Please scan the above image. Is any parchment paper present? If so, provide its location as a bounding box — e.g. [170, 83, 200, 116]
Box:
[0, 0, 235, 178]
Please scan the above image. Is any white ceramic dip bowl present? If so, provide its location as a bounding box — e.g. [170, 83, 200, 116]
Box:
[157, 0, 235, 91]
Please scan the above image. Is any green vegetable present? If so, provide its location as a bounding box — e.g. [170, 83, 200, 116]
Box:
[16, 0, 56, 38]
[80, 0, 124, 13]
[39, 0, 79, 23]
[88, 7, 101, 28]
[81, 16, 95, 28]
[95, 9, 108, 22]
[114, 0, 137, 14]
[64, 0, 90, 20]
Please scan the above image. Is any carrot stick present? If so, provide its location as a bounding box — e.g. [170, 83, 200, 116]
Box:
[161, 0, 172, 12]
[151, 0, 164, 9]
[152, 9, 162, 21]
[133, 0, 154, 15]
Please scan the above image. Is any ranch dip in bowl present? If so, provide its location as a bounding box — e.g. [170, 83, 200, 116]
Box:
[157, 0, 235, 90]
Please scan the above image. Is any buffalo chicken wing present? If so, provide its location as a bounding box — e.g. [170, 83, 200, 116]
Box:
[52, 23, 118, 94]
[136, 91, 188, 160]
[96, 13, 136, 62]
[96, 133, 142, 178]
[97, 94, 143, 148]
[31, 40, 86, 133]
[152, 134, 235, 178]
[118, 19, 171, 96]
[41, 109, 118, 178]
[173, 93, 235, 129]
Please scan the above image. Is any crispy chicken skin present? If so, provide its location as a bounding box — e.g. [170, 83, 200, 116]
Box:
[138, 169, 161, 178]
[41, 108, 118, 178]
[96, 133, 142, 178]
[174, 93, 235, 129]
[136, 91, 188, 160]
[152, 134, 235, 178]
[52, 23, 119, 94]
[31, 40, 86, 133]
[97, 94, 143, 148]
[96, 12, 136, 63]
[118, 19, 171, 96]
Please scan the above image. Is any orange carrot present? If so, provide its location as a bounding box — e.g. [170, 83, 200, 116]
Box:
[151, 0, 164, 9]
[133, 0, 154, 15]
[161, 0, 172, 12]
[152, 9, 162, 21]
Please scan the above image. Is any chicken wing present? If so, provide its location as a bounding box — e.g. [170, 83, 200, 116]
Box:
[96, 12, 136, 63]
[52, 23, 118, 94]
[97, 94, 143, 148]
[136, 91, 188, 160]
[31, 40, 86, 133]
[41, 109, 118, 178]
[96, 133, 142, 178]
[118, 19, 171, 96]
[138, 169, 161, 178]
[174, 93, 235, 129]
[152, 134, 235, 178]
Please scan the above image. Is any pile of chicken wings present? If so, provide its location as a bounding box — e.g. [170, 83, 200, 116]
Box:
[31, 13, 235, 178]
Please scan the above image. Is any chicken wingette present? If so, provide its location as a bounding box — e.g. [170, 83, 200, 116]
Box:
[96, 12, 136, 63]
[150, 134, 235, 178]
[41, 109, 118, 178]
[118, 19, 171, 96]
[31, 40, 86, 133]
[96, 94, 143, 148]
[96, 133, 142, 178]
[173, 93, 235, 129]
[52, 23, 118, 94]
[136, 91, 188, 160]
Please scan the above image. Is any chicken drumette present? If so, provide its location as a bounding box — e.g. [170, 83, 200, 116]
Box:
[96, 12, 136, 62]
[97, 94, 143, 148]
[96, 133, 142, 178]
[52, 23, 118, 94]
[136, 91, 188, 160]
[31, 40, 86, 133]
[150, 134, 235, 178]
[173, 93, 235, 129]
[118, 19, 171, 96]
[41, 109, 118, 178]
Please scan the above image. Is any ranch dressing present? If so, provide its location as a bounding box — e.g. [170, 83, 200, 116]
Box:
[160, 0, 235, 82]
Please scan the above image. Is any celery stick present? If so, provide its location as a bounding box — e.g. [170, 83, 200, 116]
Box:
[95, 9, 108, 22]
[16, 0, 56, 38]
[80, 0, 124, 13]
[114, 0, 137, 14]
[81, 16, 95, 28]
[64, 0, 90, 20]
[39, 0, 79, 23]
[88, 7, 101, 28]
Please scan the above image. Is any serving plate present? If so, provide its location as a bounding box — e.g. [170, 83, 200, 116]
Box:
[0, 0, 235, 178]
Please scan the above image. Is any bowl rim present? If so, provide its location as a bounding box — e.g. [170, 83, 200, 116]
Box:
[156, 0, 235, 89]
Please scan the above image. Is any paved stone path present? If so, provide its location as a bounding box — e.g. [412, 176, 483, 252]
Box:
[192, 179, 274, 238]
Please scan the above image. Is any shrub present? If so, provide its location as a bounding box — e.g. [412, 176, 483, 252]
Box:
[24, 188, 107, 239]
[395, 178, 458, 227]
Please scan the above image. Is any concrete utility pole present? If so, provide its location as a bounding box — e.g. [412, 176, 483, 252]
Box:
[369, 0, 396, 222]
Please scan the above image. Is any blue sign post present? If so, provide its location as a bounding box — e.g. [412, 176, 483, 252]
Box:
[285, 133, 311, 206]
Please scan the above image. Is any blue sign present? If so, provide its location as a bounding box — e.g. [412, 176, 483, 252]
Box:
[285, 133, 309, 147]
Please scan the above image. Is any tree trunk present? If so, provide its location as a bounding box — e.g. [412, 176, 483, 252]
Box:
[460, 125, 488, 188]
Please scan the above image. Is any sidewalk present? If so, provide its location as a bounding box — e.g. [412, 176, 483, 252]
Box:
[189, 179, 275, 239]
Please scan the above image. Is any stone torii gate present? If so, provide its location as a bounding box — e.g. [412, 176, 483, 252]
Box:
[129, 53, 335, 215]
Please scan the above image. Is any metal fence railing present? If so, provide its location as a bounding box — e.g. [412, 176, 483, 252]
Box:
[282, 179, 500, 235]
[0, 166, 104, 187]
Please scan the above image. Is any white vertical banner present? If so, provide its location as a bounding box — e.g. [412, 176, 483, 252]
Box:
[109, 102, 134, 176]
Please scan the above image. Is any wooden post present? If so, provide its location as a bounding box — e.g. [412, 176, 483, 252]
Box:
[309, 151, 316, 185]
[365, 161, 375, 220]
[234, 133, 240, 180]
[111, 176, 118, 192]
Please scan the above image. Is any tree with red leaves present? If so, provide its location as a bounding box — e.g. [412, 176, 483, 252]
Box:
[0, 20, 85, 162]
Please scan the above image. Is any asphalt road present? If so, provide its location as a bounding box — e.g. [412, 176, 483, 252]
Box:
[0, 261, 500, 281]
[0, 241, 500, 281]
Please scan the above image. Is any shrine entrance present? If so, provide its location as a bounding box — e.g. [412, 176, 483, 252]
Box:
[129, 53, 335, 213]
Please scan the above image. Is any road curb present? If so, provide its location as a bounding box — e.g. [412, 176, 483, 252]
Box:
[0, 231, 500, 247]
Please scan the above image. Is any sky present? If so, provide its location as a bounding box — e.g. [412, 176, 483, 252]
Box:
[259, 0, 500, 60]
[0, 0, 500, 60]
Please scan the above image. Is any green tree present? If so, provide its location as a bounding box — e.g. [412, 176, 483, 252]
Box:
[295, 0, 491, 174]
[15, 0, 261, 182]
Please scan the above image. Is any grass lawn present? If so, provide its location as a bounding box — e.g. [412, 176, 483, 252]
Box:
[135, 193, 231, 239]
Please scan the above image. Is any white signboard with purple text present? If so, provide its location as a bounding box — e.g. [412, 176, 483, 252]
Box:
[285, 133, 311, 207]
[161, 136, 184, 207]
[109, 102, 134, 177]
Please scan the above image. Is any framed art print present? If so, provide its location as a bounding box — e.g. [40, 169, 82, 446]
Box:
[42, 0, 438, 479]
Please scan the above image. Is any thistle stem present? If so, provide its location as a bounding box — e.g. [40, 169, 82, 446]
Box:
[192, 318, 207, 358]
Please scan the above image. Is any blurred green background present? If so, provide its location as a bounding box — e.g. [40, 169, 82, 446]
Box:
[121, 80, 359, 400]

····················

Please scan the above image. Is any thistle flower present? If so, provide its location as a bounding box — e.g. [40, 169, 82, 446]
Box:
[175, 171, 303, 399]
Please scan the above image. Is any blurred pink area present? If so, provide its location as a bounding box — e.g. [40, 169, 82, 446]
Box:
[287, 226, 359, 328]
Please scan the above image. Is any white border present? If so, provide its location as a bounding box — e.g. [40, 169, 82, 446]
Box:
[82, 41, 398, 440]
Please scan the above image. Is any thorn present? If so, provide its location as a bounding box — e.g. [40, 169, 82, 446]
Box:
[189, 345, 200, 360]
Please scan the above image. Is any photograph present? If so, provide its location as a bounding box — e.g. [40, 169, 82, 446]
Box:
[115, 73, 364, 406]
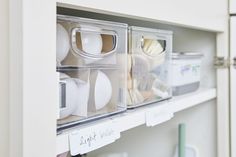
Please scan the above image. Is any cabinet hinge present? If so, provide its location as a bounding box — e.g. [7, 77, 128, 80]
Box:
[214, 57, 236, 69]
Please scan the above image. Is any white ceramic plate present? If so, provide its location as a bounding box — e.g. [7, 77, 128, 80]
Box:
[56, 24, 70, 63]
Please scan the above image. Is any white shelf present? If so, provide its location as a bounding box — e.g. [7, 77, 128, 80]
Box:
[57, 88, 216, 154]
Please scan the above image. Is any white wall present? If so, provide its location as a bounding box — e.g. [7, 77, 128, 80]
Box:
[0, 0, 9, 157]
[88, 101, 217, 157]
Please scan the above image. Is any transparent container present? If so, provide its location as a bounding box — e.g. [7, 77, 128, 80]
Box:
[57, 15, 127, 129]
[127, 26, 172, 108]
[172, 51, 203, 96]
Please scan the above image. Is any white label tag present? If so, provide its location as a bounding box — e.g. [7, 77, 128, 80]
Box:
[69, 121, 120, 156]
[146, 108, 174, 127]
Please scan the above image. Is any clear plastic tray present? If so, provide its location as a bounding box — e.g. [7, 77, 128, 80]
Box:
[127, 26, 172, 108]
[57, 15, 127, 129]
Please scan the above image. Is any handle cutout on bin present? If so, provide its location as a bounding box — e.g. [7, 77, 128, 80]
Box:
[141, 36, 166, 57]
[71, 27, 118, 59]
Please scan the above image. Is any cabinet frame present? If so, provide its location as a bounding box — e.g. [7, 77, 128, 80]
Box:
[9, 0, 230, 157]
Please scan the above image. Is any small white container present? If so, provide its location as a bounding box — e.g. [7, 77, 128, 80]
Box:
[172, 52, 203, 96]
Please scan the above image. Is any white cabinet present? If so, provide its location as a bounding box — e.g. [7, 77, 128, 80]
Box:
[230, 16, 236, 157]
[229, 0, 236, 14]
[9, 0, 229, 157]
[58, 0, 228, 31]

····················

Rewrite the rows from the line with "Please scan the above image. Is any parchment" to the line with "[157, 0, 235, 90]", both included, keeping each request and multiplying every bounding-box coordinate in the answers by 1.45, rounded to whole numbers with halves rounded up. Leave the numbers in the requests and their sample boxes unchanged, and give only those lines.

Please scan the above image. Is any parchment paper present? If so, provide its location as a bounding box — e.g. [170, 83, 200, 116]
Box:
[0, 0, 341, 258]
Please scan the above image. Is any white ceramic dip bowl present? If so, provide its location as a bounding box — e.g. [170, 83, 200, 116]
Box:
[228, 0, 341, 132]
Please scan the above image. Is any green vegetable present? If so, provide its location as a bounding box — e.g. [170, 83, 200, 116]
Box:
[23, 0, 81, 55]
[116, 0, 180, 19]
[57, 0, 115, 33]
[128, 10, 146, 41]
[117, 23, 138, 41]
[138, 13, 157, 32]
[165, 0, 199, 20]
[93, 0, 131, 29]
Please scan the above image. Is any carrot stick present? If so, provide its location as a bounding box — e.g. [170, 83, 200, 116]
Box:
[233, 0, 249, 17]
[219, 0, 238, 13]
[220, 13, 235, 30]
[193, 0, 223, 22]
Please scan the above image. Is any ranch dip in bowl present? If so, provide its location as a bounding box — e.g. [170, 83, 200, 116]
Box:
[228, 0, 341, 131]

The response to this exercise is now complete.